[ФРАГМЕНТ ТЕКСТА]

--*--

На том же XVIII съезде Сталин так характеризует политику (заметьте, как он их назвал) «неагрессивных государств, прежде всего Англии, Франции, США»: «…Политика невмешательства означает попустительство агрессии, развязывание войны, следовательно, превращение ее в мировую войну. В политике невмешательства сквозит стремление, желание не мешать агрессорам творить свое черное дело, не мешать, скажем, Японии впутаться в войну с Китаем, а еще лучше с Советским Союзом, не мешать, скажем, Германии увязнуть в европейских делах, впутаться в войну с Советским Союзом, дать всем участникам войны увязнуть глубоко в тину войны, поощрять их в этом втихомолку, дать им ослабить и истощить друг друга, а потом, когда они достаточно ослабнут, выступить на сцену со свежими силами — выступить, конечно, в “интересах мира” и продиктовать ослабевшим участникам войны свои условия». То есть Франция и Англия боялись войны; советское руководство тоже боялось войны, но еще и «подставы» со стороны будущих союзников.
От поисков союза против Германии к договору с ней
Итак, к началу трехсторонних советско-франко-британских переговоров в апреле 1939 года о заключении договора о взаимопомощи в Москве подошли со знанием того, как западные участники переговоров предавали своих союзников, и неверием в искренность их намерений действительно заключить такой договор, а не замотать его, подтолкнув Германию к войне на востоке. Это недоверие было подкреплено поведением представителей Франции и Британии на переговорах, когда они воздерживались от принятия каких-либо ясных обязательств по отношению к СССР. И это было не случайно. И не было дипломатической игрой. Известно, что премьер-министр Великобритании Невилл Чемберлен неоднократно говорил о своем принципиальном недоверии Советскому Союзу. И хотя это были не публичные заявления, наверняка они были известны советскому руководству. Ситуация усугублялась позицией Польши, которая, с одной стороны, отказывалась разрешить введение советских войск на свою территорию даже в случае начала войны, а с другой — пыталась договориться с Германией об общем противостоянии Советскому Союзу.
Чемберлен так писал в своих дневниках о позиции министра иностранных дел Польши Юзефа Бека: «Бек очень хотел, чтобы его не связывали с Россией не только потому, что поляки не любят русских, но и из-за влияния на мнение и политику Германии. Он думал, что такой ассоциации все еще можно избежать. Признаюсь, я с ним очень согласен (!), потому что я считаю Россию очень ненадежным другом, обладающим огромной раздражающей силой для других».
Все это общеизвестно, но критики советско-германского пакта 1939 года об этом почему-то забывают.

--*--

[ИСХОДНЫЕ ДАННЫЕ]

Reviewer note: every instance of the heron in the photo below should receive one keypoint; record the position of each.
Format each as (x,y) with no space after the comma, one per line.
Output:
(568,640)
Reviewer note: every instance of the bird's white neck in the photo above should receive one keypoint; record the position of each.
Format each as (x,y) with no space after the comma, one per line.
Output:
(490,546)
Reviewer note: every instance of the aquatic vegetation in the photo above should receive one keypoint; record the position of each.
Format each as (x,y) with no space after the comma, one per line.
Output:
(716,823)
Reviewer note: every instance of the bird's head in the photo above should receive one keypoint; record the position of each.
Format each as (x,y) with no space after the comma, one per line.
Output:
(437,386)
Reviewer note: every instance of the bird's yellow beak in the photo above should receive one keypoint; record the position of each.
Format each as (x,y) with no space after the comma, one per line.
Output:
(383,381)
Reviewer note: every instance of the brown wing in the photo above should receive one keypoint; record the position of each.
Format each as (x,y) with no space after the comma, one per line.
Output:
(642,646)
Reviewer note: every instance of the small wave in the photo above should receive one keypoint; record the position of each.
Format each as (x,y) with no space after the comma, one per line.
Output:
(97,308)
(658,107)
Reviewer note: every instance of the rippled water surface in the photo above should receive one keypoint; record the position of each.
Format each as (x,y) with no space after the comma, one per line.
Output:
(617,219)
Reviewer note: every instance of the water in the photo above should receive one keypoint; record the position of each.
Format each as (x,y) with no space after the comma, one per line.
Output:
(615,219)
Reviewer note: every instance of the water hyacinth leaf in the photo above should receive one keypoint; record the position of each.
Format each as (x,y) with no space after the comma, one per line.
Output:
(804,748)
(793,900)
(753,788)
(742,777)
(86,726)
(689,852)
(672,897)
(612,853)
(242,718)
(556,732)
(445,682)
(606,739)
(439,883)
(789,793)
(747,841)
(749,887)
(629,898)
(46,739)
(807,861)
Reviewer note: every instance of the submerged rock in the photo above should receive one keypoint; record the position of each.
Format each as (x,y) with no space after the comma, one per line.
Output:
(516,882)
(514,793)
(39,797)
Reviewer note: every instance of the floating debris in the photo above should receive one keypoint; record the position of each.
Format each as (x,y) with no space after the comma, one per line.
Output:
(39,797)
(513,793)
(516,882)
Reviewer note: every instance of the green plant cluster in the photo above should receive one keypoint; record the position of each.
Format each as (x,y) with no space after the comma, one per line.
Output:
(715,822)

--*--

[ЗАДАНИЕ] Напишите продолжение текста о предыстории советско-германского пакта 1939 года, начиная сразу после его последнего предложения.

[ОТВЕТ]
Итак, советское руководство оказалось перед дилеммой. Либо продолжать переговоры с Францией и Великобританией с неизвестными результатами и в случае незаключения договора и начала неизбежной войны оказаться перед лицом возможного удара со стороны Германии без чьей-либо поддержки. Да и уверенности, что союзники выполнят свои обязательства перед Польшей, как показала история с Чехословакией, тоже не было никакой. Другая возможность — заключить договор с Германией и заведомо отдалить вступление в войну, к которой Союз был не готов и, более того, воспользовавшись ситуацией, отдалить границу от центров Советского Союза на запад на несколько сотен километров. Советское руководство выбрало второй вариант, рассчитывая, почти наверняка, в том числе на то, что, если союзники все-таки выполнят свои обязательства перед Польшей, война примет затяжной характер наподобие Первой мировой, когда позиционная война на Западном фронте продлилась все четыре года. То есть советское руководство попыталось сыграть в ту же игру, в которой оно подозревало наших будущих союзников. И действительно, никто не мог себе представить разгром Франции в 1940 году, когда сильнейшая, как считалось, армия Европы рассыпалась в течение месяца под ударами немцев и Франция предпочла позор капитуляции сопротивлению.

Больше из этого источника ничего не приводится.